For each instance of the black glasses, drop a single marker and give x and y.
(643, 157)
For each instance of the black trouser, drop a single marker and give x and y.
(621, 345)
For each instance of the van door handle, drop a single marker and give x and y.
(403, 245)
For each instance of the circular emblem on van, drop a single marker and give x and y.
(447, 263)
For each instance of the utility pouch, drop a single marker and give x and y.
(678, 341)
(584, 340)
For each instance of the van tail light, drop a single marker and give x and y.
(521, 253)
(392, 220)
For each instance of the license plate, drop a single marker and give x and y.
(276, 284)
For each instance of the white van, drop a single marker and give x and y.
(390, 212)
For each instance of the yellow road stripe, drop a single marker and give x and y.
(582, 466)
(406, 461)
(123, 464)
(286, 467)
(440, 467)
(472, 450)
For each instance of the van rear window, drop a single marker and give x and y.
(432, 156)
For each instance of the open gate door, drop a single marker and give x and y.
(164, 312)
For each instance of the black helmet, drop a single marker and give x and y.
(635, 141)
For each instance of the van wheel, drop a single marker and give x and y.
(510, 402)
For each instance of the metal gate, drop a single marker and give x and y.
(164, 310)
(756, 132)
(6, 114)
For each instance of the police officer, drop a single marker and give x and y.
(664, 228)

______

◆ WORK TO DO:
Rewrite all of the lines above, switching "drop a single marker" to "place one point" wherever it occurs and keeping everything else the same.

◆ EXERCISE ANSWER:
For each instance of the black glasses, place one point and give x and y.
(643, 157)
For each instance of the black trouser, place one point and give x and y.
(621, 345)
For each instance of the van door handle, place one point and give x and y.
(403, 245)
For each instance of the circular emblem on van, place one point and give x and y.
(447, 263)
For each instance of the utility pouch, place one point and give x and y.
(678, 341)
(584, 340)
For each instance of the van tail light, place one point and give x and y.
(521, 253)
(392, 220)
For each instance of the license plate, place one point and give x and y.
(276, 284)
For each instance of the white van, place one point and give x and y.
(390, 212)
For each instance of the yellow road stripe, place one point and give x and y.
(582, 466)
(406, 461)
(123, 464)
(286, 467)
(440, 467)
(472, 450)
For each instance of the van rear window, place one point and give x and y.
(432, 156)
For each instance of the open gate door, place one point and give x and y.
(164, 312)
For each instance of the black helmet, place one point and give x and y.
(635, 141)
For each instance of the van wheel, place one point and give x and y.
(510, 402)
For each instance of the metal gate, place one point and give x and y.
(164, 310)
(756, 132)
(6, 114)
For each instance of the police officer, place one point and give x and y.
(664, 228)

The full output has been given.